Source records:

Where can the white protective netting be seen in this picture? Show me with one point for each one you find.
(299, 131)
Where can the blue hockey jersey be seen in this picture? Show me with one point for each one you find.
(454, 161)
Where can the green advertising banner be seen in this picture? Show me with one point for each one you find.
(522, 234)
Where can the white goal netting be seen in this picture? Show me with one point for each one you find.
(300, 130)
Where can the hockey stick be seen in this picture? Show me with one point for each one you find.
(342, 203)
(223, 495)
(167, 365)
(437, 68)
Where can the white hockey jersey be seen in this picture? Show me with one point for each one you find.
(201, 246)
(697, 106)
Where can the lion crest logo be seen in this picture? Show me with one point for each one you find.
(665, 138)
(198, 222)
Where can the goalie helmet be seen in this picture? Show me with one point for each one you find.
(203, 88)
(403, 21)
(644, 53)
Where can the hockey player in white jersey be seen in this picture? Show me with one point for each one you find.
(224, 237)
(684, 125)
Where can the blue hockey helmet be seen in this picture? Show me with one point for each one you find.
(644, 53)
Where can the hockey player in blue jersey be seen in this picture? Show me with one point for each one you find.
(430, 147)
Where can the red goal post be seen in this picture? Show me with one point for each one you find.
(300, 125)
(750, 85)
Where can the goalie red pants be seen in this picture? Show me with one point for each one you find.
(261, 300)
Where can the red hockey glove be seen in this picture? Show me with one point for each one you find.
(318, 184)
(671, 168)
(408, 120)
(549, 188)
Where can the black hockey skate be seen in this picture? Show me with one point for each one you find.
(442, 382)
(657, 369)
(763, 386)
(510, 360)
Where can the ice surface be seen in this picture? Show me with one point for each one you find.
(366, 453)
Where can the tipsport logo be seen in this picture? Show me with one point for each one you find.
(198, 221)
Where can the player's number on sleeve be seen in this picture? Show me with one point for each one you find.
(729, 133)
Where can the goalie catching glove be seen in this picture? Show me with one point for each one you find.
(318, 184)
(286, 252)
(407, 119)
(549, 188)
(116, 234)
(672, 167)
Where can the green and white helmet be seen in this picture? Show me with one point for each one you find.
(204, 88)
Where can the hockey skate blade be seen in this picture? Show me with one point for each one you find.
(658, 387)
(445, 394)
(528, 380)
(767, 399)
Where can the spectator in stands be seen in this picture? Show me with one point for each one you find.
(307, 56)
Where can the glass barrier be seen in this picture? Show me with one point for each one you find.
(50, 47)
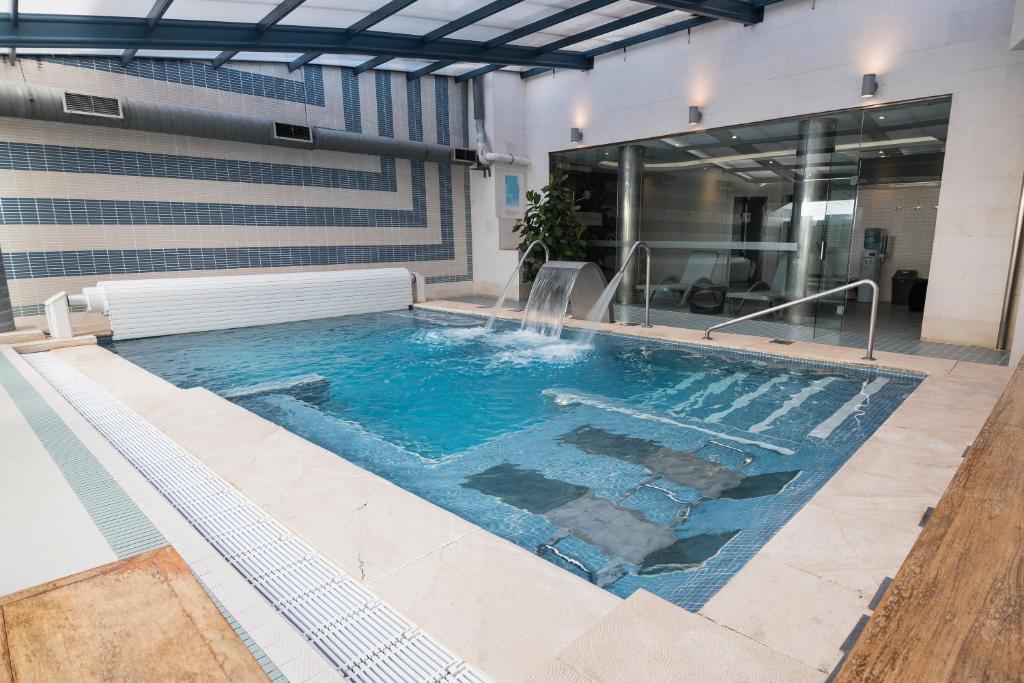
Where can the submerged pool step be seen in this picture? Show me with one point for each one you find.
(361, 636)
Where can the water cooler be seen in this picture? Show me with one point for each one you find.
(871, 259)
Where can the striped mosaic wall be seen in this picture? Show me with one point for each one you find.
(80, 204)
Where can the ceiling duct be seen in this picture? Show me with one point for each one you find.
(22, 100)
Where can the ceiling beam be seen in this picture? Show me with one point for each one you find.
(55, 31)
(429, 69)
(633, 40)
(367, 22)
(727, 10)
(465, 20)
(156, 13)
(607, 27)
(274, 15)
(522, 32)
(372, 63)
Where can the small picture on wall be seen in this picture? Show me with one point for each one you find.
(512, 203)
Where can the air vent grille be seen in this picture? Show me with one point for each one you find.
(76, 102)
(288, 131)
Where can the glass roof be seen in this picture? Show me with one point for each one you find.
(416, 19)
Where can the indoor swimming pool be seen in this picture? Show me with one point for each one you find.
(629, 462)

--

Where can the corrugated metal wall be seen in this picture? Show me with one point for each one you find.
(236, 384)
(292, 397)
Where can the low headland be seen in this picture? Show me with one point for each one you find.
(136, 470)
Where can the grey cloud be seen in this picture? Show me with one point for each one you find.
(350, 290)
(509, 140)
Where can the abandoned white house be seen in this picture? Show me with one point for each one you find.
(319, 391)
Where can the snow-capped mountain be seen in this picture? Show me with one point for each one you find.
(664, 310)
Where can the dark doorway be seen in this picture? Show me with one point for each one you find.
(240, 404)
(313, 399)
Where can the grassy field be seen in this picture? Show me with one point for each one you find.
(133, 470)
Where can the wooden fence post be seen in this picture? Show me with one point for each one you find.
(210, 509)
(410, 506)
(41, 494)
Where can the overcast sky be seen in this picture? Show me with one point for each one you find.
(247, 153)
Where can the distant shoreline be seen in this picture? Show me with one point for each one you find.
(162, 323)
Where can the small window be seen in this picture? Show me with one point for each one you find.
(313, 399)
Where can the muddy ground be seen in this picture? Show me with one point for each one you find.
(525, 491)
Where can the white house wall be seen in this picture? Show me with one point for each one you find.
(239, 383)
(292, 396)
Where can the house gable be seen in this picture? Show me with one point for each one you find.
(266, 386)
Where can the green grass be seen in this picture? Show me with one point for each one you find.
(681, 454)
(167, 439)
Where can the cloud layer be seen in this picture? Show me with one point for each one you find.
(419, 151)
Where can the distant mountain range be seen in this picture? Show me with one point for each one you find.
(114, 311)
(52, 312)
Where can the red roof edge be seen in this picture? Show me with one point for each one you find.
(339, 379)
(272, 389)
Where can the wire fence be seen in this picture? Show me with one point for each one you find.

Instructions for the task
Gather every line of the entries above that contains the word "post", and copy each one. Case counts.

Complete response
Where can the red goal post be seen in this picture? Show me with one point for each one you find.
Where can the wooden fence post be seen in this picture? Show me with one point for each one you find.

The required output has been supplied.